##### TEXTO SELECCIONADO #####
El propio Roman Krznaric estrena ensayo, The Good Ancestor: How to Think Long Term in a Short-Term World, sobre las supuestas ventajas que podrían lograrse (de nuevo, a escala individual y colectiva) si la impulsividad del pensamiento a corto plazo pudiera contrarrestarse con una estrategia a largo plazo.
Juego de perspectivas
Como especie, tenemos una ventaja evolutiva, según Krznaric: la capacidad para centrar nuestra atención en una escala de segundos, años o incluso siglos, según nuestros intereses, capacidades y formación.
Pero hemos dejado de usar esta ventaja y, en situaciones complejas, esta incapacidad para afrontar grandes retos a largo plazo debilita cualquier respuesta.
En el plano sanitario, en el tecnológico, el climático, el terreno del urbanismo y las infraestructuras, el consumo y las filosofías de vida… Se imponen los intereses a corto plazo:
«Al mismo tiempo, las empresas apenas pueden aventurarse más allá de los próximos resultados trimestrales, somos adictos a la información instantánea 24/7 y nos cuesta resistirnos ante el botón de compra instantánea».
Roman Krznaric ha demandado a «varios expertos» de «distintos ámbitos» en qué consistiría la receta para lograr pensar más a la larga y, si bien muchos coinciden en el diagnóstico, pocos saben definir en qué consistiría el pensamiento a largo plazo y cómo sería posible integrarlo en nuestro contexto.
Entre las obsesiones de nuestra sociedad cortoplacista, observamos tendencias que contrastan con un pensamiento capaz de situar la atención en ciclos de tiempo más extensos e intereses que van más allá de una etapa o generación.
Alinear acciones cotidianas con legado
El corto plazo estaría supeditado a la cuantificación del tiempo como herramienta de productividad, las distracciones digitales, el presentismo político, el capitalismo especulativo, la incertidumbre distribuida (como las cadenas de suministro actuales, que han demostrado su debilidad durante la pandemia), o la obsesión por el progreso material perpetuo (indefinido en un mundo finito).
#####
§ **PREGUNTAS DEL MATERIAL**:
1) Repite sin cambios el fragmento del texto sobre el pensamiento a largo plazo que va de «Juego de perspectivas» a «capacidades y formación.».
2) Retoma el texto sobre el pensamiento a largo plazo y continúalo a partir de su última oración.
##### DATOS EN ESTUDIO #####
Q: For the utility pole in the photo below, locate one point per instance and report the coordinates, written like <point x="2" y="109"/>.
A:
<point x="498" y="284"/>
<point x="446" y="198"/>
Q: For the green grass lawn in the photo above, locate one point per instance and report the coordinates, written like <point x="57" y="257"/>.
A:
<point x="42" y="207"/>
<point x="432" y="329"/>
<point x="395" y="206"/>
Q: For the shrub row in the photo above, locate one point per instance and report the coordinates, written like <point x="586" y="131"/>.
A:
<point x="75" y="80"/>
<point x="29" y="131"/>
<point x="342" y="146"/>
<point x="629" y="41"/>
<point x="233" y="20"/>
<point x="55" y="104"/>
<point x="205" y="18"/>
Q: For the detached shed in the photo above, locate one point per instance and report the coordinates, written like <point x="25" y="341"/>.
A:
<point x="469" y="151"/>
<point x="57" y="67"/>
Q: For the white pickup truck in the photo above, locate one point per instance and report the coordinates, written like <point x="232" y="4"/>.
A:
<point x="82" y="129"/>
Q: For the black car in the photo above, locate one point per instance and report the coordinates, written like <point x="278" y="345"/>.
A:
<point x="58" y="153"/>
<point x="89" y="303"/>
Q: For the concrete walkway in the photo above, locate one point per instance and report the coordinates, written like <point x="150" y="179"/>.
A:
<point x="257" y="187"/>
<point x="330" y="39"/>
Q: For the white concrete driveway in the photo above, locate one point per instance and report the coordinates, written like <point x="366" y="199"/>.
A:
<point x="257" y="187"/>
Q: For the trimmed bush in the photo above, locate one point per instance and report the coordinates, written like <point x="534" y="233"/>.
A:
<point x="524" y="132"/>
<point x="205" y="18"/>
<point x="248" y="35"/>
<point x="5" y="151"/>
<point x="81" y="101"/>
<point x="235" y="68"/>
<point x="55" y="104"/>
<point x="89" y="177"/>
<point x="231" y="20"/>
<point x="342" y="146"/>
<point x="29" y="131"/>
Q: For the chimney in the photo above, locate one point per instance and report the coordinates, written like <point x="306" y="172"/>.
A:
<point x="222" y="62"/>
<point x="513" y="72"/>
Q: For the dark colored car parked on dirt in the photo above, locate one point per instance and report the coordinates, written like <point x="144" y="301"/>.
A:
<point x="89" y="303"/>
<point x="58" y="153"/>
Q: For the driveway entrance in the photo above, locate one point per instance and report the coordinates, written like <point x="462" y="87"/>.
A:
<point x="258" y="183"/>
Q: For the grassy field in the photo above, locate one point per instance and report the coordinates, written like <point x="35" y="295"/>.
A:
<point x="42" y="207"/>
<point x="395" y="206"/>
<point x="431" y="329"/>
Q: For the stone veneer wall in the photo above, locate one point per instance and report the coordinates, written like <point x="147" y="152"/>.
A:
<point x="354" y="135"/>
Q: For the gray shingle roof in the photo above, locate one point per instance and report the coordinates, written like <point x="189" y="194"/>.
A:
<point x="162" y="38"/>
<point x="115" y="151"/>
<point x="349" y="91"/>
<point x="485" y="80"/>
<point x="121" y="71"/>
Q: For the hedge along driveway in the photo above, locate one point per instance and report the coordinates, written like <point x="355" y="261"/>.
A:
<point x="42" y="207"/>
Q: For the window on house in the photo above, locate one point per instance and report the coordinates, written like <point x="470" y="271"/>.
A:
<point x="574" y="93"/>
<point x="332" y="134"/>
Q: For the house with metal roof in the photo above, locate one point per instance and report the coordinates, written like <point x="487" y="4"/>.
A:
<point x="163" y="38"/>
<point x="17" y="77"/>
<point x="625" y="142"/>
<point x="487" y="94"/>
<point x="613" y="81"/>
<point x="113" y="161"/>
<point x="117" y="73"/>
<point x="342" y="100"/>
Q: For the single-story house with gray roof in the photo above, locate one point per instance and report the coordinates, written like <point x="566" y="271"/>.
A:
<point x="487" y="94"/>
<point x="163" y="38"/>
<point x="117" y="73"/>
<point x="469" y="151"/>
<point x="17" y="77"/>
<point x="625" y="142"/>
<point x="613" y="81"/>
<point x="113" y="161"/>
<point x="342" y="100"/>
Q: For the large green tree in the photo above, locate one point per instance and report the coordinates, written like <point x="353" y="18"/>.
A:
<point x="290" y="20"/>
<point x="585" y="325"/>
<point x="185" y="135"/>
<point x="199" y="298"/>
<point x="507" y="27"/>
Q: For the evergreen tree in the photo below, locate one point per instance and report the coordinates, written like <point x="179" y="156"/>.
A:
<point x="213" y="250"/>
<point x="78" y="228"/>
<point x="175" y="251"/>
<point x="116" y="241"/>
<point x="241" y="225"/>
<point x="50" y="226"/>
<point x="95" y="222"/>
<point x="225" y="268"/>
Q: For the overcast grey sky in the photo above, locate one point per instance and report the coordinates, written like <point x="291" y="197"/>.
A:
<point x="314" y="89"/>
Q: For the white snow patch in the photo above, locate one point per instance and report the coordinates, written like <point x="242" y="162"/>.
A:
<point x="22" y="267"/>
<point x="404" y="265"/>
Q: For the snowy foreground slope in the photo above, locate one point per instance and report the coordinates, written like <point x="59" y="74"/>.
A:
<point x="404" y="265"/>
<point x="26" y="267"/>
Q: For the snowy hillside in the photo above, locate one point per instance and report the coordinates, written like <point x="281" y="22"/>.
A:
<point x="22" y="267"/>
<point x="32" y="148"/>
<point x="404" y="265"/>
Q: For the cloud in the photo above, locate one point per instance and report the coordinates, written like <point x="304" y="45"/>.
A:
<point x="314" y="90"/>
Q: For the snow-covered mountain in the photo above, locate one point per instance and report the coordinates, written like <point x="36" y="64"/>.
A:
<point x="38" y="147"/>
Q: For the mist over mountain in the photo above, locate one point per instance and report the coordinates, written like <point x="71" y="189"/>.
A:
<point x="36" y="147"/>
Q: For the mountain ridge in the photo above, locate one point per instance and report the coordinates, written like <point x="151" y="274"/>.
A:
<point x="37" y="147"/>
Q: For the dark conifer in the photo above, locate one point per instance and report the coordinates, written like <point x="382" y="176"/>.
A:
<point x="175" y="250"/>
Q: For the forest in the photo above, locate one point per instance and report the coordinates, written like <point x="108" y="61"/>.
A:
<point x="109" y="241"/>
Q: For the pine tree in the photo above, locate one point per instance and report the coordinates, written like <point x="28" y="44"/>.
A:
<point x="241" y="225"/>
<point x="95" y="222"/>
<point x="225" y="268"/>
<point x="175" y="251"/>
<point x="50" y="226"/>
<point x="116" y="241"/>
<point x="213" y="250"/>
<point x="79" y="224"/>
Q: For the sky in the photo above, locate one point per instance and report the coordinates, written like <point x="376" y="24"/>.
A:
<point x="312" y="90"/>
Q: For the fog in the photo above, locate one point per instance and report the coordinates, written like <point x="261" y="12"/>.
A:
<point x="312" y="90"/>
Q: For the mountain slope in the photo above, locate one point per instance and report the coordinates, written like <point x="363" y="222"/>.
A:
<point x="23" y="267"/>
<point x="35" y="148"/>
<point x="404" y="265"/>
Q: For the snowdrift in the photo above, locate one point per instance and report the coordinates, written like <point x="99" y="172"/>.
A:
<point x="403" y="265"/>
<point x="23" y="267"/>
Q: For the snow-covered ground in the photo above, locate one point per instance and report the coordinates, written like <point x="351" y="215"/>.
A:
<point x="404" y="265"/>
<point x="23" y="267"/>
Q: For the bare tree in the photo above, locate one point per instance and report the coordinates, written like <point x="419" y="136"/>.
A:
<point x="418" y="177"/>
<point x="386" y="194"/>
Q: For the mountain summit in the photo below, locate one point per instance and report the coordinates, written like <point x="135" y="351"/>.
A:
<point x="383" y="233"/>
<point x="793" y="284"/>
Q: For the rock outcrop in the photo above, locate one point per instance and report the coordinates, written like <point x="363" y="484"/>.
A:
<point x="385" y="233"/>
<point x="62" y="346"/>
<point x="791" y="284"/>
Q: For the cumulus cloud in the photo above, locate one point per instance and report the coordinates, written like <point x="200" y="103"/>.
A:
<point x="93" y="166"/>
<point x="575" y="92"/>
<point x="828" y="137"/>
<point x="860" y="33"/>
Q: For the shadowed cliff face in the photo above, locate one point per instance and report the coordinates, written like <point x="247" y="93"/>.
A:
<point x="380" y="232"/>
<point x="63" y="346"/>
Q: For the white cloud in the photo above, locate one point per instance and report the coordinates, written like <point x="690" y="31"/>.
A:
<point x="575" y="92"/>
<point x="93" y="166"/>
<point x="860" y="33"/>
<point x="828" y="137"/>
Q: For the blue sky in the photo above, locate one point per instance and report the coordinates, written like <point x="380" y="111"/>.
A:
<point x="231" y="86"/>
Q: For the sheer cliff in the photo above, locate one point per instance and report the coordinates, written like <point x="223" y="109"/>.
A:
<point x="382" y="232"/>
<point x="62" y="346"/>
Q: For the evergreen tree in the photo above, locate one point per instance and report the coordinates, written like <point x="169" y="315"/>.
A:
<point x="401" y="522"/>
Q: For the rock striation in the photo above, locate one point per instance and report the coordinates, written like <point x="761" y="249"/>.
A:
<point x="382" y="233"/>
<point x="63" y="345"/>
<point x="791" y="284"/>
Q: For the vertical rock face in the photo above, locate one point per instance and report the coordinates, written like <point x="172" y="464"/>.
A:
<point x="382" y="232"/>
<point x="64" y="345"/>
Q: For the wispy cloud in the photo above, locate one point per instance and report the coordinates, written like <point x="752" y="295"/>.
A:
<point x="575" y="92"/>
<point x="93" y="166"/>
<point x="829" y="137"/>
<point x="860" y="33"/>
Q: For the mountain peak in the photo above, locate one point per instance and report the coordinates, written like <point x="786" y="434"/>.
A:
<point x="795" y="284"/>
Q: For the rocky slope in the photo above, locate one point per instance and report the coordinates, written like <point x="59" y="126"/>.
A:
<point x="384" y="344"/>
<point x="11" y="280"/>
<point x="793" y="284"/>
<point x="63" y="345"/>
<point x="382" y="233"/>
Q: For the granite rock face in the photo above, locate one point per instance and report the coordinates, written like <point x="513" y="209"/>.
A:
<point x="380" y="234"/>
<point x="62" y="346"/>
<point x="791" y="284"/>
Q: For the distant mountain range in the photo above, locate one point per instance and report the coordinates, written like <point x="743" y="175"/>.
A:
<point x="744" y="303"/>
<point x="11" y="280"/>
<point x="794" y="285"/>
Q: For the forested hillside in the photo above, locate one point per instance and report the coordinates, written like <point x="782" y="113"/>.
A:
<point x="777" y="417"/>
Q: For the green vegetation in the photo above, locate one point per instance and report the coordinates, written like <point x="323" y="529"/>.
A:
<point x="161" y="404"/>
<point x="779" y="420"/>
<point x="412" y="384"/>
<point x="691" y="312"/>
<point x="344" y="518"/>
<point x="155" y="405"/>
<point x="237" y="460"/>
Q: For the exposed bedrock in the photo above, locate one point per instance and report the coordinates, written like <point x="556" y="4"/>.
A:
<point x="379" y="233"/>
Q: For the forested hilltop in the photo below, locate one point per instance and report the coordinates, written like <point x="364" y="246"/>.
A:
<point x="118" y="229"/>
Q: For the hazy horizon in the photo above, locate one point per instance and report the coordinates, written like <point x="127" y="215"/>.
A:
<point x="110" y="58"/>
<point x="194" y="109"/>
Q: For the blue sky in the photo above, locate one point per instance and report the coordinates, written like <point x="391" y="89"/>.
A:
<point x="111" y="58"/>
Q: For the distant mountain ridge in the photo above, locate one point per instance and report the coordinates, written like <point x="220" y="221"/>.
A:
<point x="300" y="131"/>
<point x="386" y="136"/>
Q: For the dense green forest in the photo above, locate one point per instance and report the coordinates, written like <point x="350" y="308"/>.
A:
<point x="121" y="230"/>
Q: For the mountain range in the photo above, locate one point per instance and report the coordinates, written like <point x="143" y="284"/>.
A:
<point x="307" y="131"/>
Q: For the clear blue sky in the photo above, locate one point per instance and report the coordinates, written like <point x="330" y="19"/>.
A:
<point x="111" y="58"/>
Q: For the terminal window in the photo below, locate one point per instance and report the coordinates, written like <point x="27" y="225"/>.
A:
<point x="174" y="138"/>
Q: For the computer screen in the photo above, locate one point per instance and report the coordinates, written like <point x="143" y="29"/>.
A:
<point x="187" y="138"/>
#####
§ **RESULTADOS POR TAREA**:
1)
Juego de perspectivas
Como especie, tenemos una ventaja evolutiva, según Krznaric: la capacidad para centrar nuestra atención en una escala de segundos, años o incluso siglos, según nuestros intereses, capacidades y formación.

2)
Por el contrario, el pensamiento a largo plazo dependería de una humildad que se nutre de factores que logran o recuperan poco a poco su prestigio:
- el «tiempo profundo» (la certidumbre de nuestra falibilidad, nuestra mortalidad e importancia relativas, tal y como reflexiona Marco Aurelio en sus Meditaciones);
- una mentalidad atenta al legado y la posteridad;
- comprender conceptos como el de justicia intergeneracional (lo que evitaría, tal y como hemos mencionado la colonización económica y medioambiental del futuro a partir del uso desmesurado de la deuda);
- pensar como los constructores de catedrales (planes que se extienden más allá de una vida humana, como la construcción de la basílica de la Sagrada Familia en Barcelona);
- el uso de modelos holísticos, capaces de tener en cuenta la complejidad de distintos sistemas;
- y no olvidar el potencial de tener grandes objetivos a escala planetaria, dada la interdependencia de la biosfera y de las capas tecnológicas que hemos construido sobre ella.
El ensayo de Roman Krznaric sigue el manido patrón ensayístico de obras que sacrifican sustancia en favor de una mayor difusión. Sin embargo, las reflexiones recopiladas sirven de portal hacia conceptos que debemos (re)visitar por la cuenta que nos trae.
Quizá hayamos contribuido, después de todo, una de esas reflexiones veraniegas que, gracias al ocio productivo y la divagación, podrían inspirar una actitud orientada hacia los cambios que intuimos necesarios, para que la percepción de distintas escalas de tiempo no sea un mero recurso literario en busca de rememorar el efectismo de la magdalena de Proust.